▶ _INSTRUCTIONS FOR THE TASK_: Copy each of the following entries line for line, without changing anything.

▶ _Excerpts from point annotation data_:
● ● ● ●

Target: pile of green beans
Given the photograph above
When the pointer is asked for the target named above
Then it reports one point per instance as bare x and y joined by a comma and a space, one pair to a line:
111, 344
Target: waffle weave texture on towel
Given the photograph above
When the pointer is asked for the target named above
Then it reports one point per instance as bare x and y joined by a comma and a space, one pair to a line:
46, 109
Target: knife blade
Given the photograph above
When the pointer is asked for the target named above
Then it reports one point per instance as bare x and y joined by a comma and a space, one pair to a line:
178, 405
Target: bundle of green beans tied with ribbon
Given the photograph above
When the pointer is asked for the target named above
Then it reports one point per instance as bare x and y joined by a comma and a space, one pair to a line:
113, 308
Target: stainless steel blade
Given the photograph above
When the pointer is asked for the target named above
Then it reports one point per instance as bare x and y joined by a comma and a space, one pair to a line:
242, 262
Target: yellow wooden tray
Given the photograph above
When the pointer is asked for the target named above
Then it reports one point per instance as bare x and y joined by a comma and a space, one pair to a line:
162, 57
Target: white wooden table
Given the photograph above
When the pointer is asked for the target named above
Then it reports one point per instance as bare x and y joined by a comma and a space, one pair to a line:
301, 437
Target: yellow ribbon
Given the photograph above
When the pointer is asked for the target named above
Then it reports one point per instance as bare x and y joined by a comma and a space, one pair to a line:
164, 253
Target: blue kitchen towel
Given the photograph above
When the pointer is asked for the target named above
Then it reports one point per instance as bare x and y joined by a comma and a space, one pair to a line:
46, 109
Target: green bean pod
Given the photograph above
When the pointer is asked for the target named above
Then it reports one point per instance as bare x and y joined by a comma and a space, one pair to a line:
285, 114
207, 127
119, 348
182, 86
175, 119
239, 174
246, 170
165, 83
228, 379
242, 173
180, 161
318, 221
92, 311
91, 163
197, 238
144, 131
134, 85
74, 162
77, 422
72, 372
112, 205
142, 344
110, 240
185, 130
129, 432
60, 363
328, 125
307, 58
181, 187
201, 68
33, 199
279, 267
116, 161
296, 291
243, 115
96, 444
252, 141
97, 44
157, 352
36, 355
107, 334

● ● ● ●

▶ _CORRECT RESULT_:
Target: pile of green beans
Given the photograph above
When the pointer is asked for the target named above
Then it reports one point per instance as bare x and y joined by a comma and a space, one pair to a line:
111, 344
Target: waffle weave texture on towel
Given the photograph above
When the pointer is asked for the target named above
Then it reports one point per instance as bare x and y joined by a comma and a space, one pair to a line:
46, 109
Target: knife blade
Given the photograph above
When the pointer is asked for the target named above
Then it reports one point per instance as bare x and y joined by a comma and a space, one pair to a line:
178, 405
Target: bundle of green beans tied with ribbon
Given the photograph above
When the pointer is asked for the target named above
Then it reports one point per instance as bare x and y joined by a comma and a space, one pair to a line:
113, 308
Target: stainless steel blade
Given the photograph above
When the pointer is asked for the target named above
Then it reports one point per instance as bare x and y joined by a comma and a space, one pair to a line:
242, 262
Target: yellow wooden tray
Given the photograph above
When the pointer is asked for the target named above
Then it reports one point per instance as bare x and y joined by a comma and a space, one pair to a line:
162, 57
Target: white wooden table
Given the photograph above
When the pointer is asked for the target named above
Then it reports one point per instance as bare x and y joined by a comma and a space, one pair to a line:
301, 437
Target: yellow ribbon
Given the photograph above
When the pointer is asked for the target named above
Then it reports one point per instance as bare x and y joined by a comma and a space, one pair to a line:
164, 253
Target: blue kitchen towel
Given the photograph above
When the pointer is asked for the target named above
Then it reports one point per instance as bare x and y joined by a comma and a space, one pair to a line:
46, 109
Target: green bean pod
Given the photograph above
When the pointer is asked for the target named above
Then it reports one point per instance as bare x and y joined by a comma and a space, one pair to a line:
285, 114
207, 127
119, 348
182, 86
175, 119
239, 174
246, 170
165, 83
228, 379
242, 173
180, 161
318, 221
92, 311
91, 163
197, 238
144, 131
134, 85
74, 162
77, 422
72, 372
112, 205
142, 344
110, 240
185, 130
129, 432
60, 363
328, 125
307, 58
181, 187
201, 68
33, 199
279, 267
116, 161
296, 291
243, 115
96, 444
252, 141
97, 44
157, 352
36, 355
107, 334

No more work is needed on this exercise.